Records from a data collection:
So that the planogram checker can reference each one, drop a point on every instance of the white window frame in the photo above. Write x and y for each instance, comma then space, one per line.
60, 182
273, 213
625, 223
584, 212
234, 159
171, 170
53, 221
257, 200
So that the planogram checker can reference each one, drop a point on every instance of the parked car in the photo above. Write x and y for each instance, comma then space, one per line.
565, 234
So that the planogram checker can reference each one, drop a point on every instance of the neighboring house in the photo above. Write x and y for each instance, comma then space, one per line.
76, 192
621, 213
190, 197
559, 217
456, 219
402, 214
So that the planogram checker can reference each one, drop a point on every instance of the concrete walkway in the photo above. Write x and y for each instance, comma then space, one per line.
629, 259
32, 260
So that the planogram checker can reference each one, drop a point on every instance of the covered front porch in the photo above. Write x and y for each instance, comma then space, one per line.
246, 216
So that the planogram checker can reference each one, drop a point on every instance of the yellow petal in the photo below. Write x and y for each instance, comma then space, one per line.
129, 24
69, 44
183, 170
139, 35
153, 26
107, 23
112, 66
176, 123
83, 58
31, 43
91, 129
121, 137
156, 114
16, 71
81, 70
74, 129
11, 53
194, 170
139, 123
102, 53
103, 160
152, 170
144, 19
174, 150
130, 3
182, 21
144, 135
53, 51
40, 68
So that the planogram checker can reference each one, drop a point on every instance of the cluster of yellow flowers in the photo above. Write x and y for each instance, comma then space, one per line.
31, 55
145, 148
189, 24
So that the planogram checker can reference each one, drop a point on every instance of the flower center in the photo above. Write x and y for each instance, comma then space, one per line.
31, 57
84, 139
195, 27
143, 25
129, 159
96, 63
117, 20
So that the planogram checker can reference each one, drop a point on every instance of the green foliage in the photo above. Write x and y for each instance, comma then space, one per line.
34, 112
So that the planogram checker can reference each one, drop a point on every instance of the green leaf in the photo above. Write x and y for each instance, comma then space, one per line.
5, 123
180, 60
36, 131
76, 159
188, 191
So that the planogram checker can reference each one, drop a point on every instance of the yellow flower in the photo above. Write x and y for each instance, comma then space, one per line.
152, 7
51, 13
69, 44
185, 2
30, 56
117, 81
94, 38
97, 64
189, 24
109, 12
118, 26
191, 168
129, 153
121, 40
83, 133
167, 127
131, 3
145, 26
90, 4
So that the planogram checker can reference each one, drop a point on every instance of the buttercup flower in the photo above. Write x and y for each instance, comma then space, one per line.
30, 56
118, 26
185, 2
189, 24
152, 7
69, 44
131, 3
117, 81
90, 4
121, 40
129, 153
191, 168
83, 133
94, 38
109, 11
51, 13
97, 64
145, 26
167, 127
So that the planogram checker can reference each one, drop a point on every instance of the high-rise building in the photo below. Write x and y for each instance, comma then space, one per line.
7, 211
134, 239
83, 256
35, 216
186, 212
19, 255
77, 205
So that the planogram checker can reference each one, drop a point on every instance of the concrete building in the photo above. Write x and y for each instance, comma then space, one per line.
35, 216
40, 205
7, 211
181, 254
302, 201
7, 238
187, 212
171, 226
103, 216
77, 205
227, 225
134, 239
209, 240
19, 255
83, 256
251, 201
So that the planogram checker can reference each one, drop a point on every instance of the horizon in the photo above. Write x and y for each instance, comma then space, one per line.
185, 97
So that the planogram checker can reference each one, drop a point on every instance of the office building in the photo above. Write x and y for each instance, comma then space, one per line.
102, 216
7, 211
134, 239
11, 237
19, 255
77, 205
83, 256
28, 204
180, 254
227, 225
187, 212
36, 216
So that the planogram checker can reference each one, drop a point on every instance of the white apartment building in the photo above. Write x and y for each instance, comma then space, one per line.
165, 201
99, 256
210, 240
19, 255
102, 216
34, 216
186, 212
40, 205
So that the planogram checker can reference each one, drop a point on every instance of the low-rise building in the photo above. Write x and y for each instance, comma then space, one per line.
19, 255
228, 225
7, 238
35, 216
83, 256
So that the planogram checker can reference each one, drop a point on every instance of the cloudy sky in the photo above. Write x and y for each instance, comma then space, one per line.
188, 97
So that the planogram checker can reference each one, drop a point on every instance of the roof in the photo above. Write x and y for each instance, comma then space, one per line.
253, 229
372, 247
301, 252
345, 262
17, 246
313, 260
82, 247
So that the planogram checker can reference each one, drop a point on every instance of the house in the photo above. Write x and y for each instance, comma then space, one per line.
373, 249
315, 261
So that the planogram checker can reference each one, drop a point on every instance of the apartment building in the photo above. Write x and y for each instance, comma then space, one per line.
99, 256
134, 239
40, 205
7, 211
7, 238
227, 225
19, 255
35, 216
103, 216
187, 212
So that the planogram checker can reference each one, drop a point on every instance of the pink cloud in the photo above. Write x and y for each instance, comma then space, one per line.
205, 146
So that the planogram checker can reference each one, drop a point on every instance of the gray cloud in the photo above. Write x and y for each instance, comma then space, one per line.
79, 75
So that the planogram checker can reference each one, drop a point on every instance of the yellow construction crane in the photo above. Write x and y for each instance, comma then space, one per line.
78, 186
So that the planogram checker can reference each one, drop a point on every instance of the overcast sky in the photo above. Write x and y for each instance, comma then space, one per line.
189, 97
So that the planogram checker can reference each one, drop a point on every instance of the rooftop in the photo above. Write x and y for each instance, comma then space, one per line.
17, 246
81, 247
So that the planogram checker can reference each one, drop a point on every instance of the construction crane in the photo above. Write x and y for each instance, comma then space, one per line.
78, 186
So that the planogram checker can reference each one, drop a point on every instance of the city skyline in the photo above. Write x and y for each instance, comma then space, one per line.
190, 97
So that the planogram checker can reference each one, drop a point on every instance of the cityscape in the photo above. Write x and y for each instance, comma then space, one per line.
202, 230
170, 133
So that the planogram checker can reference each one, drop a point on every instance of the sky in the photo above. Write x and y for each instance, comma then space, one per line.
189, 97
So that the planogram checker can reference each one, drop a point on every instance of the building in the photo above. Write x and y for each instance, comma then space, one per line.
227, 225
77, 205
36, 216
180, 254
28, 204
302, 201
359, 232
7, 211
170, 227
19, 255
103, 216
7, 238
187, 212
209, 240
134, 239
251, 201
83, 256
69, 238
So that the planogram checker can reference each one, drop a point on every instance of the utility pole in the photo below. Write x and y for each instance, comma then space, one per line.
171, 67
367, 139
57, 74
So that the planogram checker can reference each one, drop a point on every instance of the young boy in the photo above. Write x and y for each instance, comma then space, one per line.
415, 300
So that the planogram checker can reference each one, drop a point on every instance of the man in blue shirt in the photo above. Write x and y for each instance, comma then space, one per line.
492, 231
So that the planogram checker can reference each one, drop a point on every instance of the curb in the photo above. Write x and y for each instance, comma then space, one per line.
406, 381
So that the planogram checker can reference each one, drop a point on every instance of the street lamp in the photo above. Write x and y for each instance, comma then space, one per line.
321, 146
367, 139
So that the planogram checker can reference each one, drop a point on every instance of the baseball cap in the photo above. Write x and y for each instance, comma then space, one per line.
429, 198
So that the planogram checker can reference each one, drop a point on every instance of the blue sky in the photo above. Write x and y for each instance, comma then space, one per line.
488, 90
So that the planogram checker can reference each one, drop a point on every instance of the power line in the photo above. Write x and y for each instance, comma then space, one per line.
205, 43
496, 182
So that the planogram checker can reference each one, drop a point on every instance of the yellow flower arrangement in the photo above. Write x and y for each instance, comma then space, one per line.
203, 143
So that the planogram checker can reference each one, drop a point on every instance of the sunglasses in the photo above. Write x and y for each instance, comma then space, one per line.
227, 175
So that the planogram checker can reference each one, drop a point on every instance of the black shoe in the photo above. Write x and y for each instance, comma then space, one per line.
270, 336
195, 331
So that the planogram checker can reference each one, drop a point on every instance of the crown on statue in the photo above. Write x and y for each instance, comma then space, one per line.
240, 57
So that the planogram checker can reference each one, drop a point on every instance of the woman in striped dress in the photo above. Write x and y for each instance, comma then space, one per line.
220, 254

▶ [Exercise objective] The range begins at the line containing "yellow flower arrangement" and ends at the last line of the entries; reproduce it exactly.

▶ [Output below]
So that the planogram checker can reference each one, drop a point on every instance of the yellow flower arrangement in the photo above. Write x and y for each instance, comma then space, one per line.
203, 143
So that the planogram checker can reference each one, drop a point on every instance of the sunglasses in the photo above. Write x and y for each instance, comma then space, one per line.
227, 175
So that the planogram checker can reference each one, drop a point on every instance of the black shoe in the photo above. Write x and y for each instance, comma then space, one per line.
270, 336
195, 331
So that the planogram checker can reference each one, drop a point on every instance of the crown on statue in the photo above. Write x and y for each instance, comma then space, one per line.
240, 57
So that the planogram checker can reference each one, drop a point on every instance of the woman in striped dress in the photo above. Write x and y for each instance, comma then space, one per line.
220, 254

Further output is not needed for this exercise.